● Excerpt provided:
- - - -

Monday, December 29, 2008

Urban Deceit

Urban Outfitters: a haven of the "alternative." Known especially for their artistic t-shirts, this international company flaunts the style that almost all teens and twenty-somethings long for. Even I have gazed longingly through the window at the new and interesting styles that I can only dream of creating myself.

Last night I was at the reunion concert of an awesome local band, Uncommon Knowledge. After the show, my friend went up and complimented the singer/guitarist's shirt. After thanking her, he mentioned that it was from Urban Outfitters.

This reminded me of a few months ago, when I was glancing at an article online and was scandalized by what I read. Not only does the owner of Urban Outfitters contribute to some politicians I find personally objectionable, he holds the classic defeatist attitude toward where he gets his products. The complete article can be found at The Philadelphia Weekly, but here's some pertinent information:

"Yes, says Hayne, nearly all of Urban Outfitters' apparel is manufactured in Third World sewing shops--just like nearly all of the clothing sold in this country. If Urban Outfitters relied on domestic union labor, says Hayne, most of his customers could not afford the price he would have to charge to turn a profit. All things being relative, he says, Urban Outfitters does not contract with any sewing shops that are overtly inhumane or exploitive.

- - - -

● Collected material:
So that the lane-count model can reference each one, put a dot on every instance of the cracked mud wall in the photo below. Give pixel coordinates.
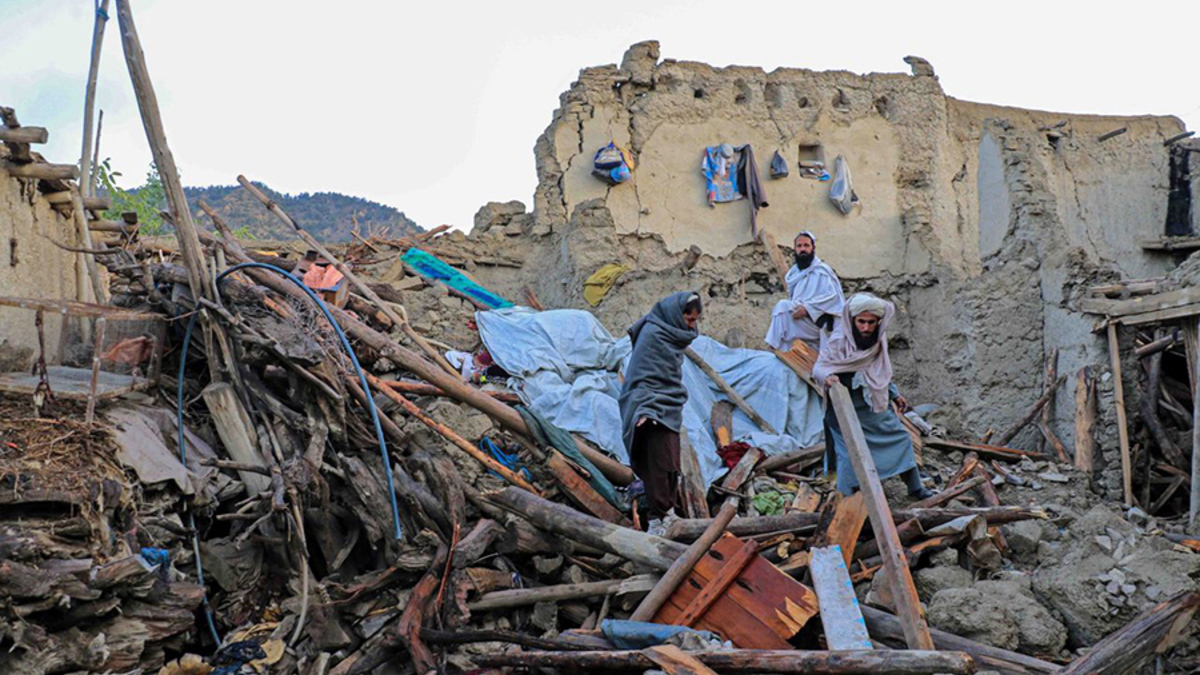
(31, 267)
(983, 222)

- - - -

● Exercise requirements:
(a) In the post about Urban Outfitters, where does Hayne say nearly all of the company's apparel is made?
(b) In the post about Urban Outfitters, shorten the paragraph that begins "Last night I was at the reunion concert" to a single sentence that keeps its main facts.
Answer from the post about Urban Outfitters alone, not from the lines.

● Results in order:
(a) In Third World sewing shops.

(b) After a reunion concert by the local band Uncommon Knowledge, the writer's friend complimented the singer/guitarist's shirt, and he thanked her and said it came from Urban Outfitters.